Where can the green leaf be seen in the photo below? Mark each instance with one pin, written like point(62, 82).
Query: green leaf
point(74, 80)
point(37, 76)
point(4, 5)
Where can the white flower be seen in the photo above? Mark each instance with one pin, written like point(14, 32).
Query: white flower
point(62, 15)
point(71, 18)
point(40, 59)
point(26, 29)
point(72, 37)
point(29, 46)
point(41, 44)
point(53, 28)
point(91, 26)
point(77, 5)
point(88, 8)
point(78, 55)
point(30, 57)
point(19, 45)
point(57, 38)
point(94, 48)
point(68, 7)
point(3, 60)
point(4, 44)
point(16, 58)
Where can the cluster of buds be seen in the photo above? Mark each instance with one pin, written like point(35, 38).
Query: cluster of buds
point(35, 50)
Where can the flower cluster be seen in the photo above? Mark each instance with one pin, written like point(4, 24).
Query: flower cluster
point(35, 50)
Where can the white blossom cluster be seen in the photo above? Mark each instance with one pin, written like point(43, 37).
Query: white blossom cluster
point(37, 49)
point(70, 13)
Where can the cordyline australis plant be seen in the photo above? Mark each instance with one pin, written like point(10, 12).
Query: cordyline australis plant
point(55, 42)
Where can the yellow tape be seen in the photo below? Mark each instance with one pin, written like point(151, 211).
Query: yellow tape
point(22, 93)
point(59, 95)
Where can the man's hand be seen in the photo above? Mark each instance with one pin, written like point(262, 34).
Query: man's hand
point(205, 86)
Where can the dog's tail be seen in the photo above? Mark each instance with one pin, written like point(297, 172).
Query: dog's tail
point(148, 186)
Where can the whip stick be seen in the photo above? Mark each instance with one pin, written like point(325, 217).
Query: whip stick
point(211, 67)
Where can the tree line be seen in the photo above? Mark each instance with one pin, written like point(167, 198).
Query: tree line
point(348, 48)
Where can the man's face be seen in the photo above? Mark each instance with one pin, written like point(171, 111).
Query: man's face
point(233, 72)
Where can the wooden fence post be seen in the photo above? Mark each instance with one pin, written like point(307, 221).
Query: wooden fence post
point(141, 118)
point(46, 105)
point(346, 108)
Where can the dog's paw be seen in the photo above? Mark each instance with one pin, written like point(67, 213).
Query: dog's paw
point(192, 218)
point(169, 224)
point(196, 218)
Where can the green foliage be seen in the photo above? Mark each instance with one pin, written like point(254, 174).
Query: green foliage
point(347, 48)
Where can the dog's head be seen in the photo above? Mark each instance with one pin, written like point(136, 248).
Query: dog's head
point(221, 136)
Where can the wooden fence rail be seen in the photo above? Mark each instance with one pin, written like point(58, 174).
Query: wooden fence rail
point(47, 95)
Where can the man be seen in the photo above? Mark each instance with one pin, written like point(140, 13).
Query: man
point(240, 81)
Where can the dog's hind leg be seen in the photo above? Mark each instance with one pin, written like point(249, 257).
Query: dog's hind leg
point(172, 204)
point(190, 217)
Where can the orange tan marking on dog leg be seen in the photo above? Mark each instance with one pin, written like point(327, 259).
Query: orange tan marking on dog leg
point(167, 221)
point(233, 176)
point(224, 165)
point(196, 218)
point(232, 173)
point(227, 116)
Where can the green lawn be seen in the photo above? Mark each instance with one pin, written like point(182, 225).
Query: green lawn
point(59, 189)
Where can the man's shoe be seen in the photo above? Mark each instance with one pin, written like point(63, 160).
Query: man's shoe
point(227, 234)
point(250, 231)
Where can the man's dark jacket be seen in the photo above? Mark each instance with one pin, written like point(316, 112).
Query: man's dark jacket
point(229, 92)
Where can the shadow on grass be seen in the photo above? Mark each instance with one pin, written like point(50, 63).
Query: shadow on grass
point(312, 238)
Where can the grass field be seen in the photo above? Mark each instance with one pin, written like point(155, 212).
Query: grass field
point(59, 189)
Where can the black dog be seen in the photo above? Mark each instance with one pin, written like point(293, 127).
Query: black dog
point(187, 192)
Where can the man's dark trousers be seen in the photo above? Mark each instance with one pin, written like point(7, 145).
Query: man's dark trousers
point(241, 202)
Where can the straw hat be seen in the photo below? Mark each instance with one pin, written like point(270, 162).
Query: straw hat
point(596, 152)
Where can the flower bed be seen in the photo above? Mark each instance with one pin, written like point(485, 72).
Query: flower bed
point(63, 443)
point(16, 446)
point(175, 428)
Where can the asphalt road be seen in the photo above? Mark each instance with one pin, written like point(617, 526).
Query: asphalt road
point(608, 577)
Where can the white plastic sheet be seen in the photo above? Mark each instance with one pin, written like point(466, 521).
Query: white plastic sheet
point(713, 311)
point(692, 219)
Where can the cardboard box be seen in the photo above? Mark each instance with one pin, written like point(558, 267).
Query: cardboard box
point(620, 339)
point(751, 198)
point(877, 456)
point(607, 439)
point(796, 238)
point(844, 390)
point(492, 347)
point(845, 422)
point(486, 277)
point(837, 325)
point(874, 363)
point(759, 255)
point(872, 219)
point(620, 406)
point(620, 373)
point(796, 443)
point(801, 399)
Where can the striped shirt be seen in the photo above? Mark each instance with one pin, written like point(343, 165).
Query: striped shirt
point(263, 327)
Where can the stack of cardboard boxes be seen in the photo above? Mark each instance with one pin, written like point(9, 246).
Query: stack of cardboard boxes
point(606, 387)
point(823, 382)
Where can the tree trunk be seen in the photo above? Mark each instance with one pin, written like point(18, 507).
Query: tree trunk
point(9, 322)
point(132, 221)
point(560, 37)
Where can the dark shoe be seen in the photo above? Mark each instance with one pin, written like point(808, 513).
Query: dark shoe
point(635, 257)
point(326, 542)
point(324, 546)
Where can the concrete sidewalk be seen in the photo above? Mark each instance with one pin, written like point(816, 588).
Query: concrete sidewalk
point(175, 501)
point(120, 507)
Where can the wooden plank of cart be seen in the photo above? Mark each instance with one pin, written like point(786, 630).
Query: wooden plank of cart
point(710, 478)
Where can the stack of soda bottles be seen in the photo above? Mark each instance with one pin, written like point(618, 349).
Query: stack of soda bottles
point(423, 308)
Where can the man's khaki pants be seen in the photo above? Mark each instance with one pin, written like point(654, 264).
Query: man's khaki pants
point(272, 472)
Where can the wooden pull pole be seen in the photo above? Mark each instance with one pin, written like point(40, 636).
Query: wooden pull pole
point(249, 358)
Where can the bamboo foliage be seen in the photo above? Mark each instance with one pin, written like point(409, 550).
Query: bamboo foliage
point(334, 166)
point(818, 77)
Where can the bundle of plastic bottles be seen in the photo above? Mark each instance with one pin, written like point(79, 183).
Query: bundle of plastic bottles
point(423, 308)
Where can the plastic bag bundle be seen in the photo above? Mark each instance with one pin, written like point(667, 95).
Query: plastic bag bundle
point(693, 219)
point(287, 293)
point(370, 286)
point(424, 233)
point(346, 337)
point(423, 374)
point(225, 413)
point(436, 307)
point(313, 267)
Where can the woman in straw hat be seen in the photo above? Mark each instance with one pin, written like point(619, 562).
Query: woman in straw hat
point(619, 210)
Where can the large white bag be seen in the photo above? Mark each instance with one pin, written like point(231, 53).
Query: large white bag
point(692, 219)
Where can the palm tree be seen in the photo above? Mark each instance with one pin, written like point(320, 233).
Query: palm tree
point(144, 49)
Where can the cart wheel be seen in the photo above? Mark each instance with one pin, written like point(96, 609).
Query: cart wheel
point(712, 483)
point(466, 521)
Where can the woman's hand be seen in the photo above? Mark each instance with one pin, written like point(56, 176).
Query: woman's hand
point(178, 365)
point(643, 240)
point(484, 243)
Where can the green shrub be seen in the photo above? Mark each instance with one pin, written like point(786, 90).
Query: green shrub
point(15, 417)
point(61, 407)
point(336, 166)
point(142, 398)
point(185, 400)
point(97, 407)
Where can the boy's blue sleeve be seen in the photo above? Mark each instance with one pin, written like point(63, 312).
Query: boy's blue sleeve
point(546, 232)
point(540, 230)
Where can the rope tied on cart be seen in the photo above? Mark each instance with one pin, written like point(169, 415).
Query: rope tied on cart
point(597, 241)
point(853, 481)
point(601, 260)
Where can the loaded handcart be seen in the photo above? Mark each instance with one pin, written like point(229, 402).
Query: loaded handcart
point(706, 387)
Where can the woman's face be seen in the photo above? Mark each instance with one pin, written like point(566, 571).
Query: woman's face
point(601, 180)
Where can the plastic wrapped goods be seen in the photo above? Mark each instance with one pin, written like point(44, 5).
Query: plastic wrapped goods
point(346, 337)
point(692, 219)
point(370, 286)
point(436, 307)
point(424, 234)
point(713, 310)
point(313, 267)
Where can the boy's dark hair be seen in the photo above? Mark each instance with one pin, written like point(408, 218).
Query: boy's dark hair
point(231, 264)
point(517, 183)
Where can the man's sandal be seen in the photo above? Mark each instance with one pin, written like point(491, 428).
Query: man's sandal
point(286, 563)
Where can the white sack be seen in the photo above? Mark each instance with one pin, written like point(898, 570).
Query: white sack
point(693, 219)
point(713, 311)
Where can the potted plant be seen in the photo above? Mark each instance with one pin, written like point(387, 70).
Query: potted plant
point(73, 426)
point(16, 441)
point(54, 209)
+ + +
Set exercise –
Convert the records above into a Markdown table with the columns Row and Text, starting with the line that contains "Where can the rope" and going on through the line that contains "point(601, 180)". Put a running number in Row and the line itself in Text, leaving out any blank lines.

Completed task –
| Row | Text |
|---|---|
| 1 | Where can the rope tied on cart be seen in the photo above? Mark each instance with one pin, written like point(169, 415). |
| 2 | Query: rope tied on cart |
| 3 | point(597, 241) |
| 4 | point(853, 481) |
| 5 | point(601, 260) |
| 6 | Where can the loaded handcart be seen in the photo above? Mark each instance with one pin, written like point(229, 402). |
| 7 | Query: loaded handcart |
| 8 | point(706, 387) |
| 9 | Where can the woman's face be seen in the photo above? Mark each instance with one pin, written like point(566, 571). |
| 10 | Query: woman's face |
| 11 | point(601, 180) |